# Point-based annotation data
•••
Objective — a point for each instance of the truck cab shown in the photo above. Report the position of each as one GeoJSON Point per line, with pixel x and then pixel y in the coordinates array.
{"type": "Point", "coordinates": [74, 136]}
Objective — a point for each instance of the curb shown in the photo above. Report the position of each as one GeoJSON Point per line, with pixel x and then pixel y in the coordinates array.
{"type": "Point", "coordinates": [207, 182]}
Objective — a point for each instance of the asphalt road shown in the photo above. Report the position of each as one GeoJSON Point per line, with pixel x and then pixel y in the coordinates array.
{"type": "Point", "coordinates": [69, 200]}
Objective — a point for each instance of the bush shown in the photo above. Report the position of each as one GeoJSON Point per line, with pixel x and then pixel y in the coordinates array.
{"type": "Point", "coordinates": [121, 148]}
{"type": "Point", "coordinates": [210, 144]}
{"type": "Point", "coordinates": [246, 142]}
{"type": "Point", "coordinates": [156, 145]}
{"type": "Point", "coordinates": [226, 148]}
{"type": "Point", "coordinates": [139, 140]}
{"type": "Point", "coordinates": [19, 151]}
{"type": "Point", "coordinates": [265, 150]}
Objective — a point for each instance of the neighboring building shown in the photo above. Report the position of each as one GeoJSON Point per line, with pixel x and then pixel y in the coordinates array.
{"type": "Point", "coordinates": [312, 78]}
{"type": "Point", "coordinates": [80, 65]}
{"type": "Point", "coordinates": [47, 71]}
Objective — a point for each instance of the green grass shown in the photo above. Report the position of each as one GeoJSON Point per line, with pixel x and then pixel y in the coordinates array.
•••
# Brief
Only the lines from the one containing "Objective — a point for each instance of the curb" to the end of the data should be printed, exactly as they stand.

# Answer for the task
Objective — a point for each instance of the curb shown in the photo above. Report the position of each as one GeoJSON Point per line, with pixel x and then pixel y in the coordinates array.
{"type": "Point", "coordinates": [207, 182]}
Objective — a point for each instance of the asphalt road shown in the photo above. Report the position of each as one GeoJSON Point per line, with pixel x and then pixel y in the coordinates array.
{"type": "Point", "coordinates": [69, 200]}
Objective — a point for each instance of the bush shown in the photo above. Report the position of each as one GeoJSON Point per line, with pixel x and then pixel y in the coordinates array.
{"type": "Point", "coordinates": [121, 148]}
{"type": "Point", "coordinates": [210, 144]}
{"type": "Point", "coordinates": [246, 142]}
{"type": "Point", "coordinates": [156, 145]}
{"type": "Point", "coordinates": [226, 148]}
{"type": "Point", "coordinates": [139, 140]}
{"type": "Point", "coordinates": [19, 151]}
{"type": "Point", "coordinates": [265, 150]}
Objective — a point for each instance of the neighboring building shown in the photo above. Report the position of each as one GeoJSON Point per line, with pixel x and then pixel y in the coordinates array.
{"type": "Point", "coordinates": [312, 78]}
{"type": "Point", "coordinates": [80, 65]}
{"type": "Point", "coordinates": [47, 71]}
Objective — a point for each instance of the green grass shown in the photo above. Report the position of each as one GeoJSON Point per line, with pixel x and then pixel y in the coordinates array.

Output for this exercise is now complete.